Wearable and implantable healthcare technologies can enable remote, multimodal monitoring for disease diagnosis and tracking, provide programmable, ongoing therapies for heart or retinal diseases, and even restore lost sensation via prosthetics. Yet, these technologies are limited by their material make-up, as they use rigid electrode materials that have limited mechanical compatibility with soft tissues and must be patterned to induce stretchability, limiting device density.
Conducting polymers are intrinsically soft, overcoming problems of tissue compatibility. They also benefit from a large volumetric capacitance that ensures high-quality signal recording and enhanced charge injection for stimulation. Despite these advantages, conducting polymers are not intrinsically stretchable, and existing chemical modifications used to induce stretchability result in conductivities that are too low for relevant bioelectronic applications.
That is why researchers at Stanford University, led by Zhenan Bao, used rational design to build a highly conductive, stretchable and photo-patternable material for use in bioelectronics, publishing their results in Science.

== MATERIAL PROVIDED ==
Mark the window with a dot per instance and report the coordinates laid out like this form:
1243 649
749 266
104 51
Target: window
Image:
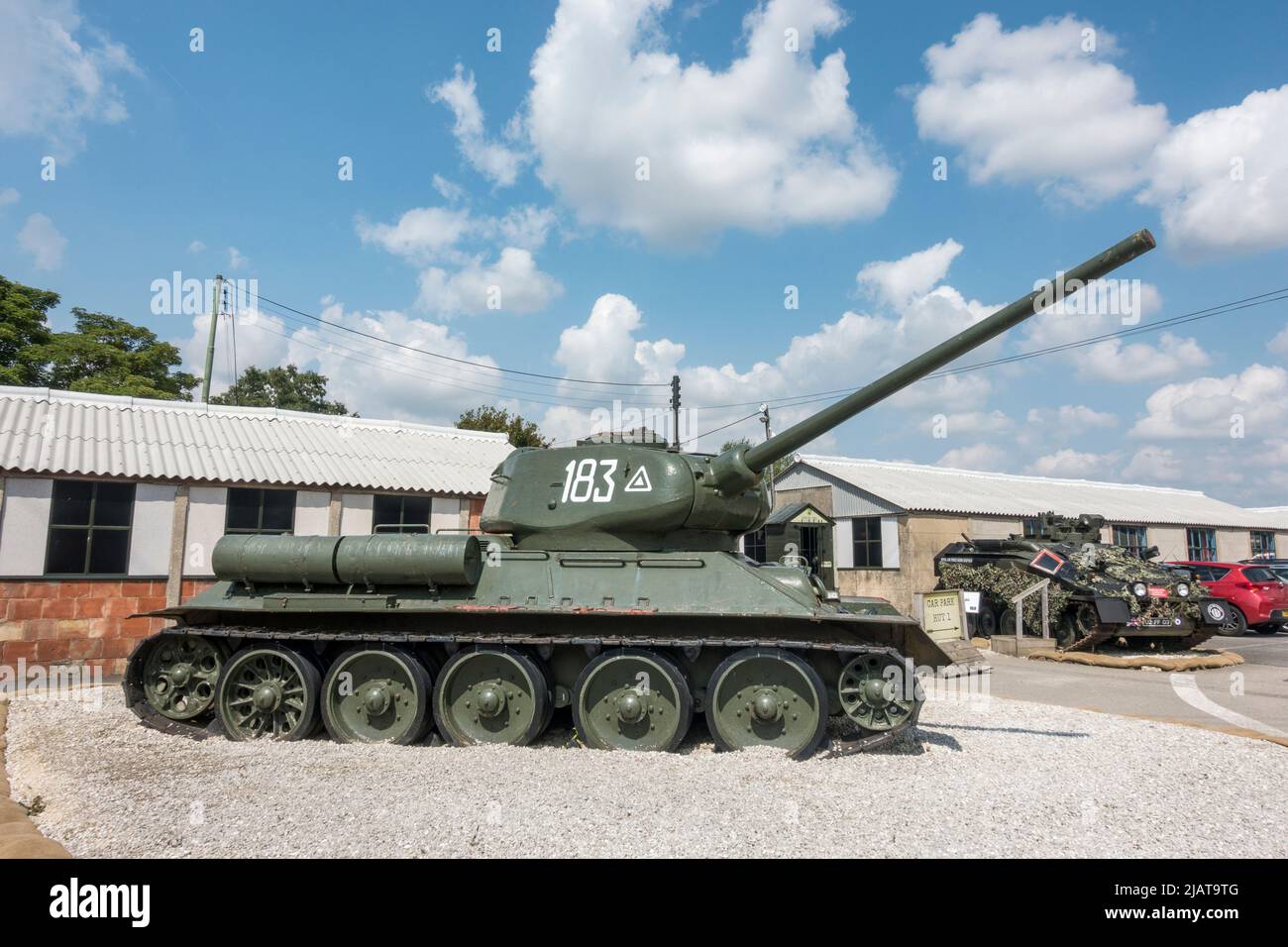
1201 544
261 510
1131 538
89 528
867 543
399 514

== WHAT YOU WILL DO ==
Copy the text about stretchable conducting polymers from "Wearable and implantable" to "limiting device density.". You can ignore the rows.

== EXERCISE RESULT ==
Wearable and implantable healthcare technologies can enable remote, multimodal monitoring for disease diagnosis and tracking, provide programmable, ongoing therapies for heart or retinal diseases, and even restore lost sensation via prosthetics. Yet, these technologies are limited by their material make-up, as they use rigid electrode materials that have limited mechanical compatibility with soft tissues and must be patterned to induce stretchability, limiting device density.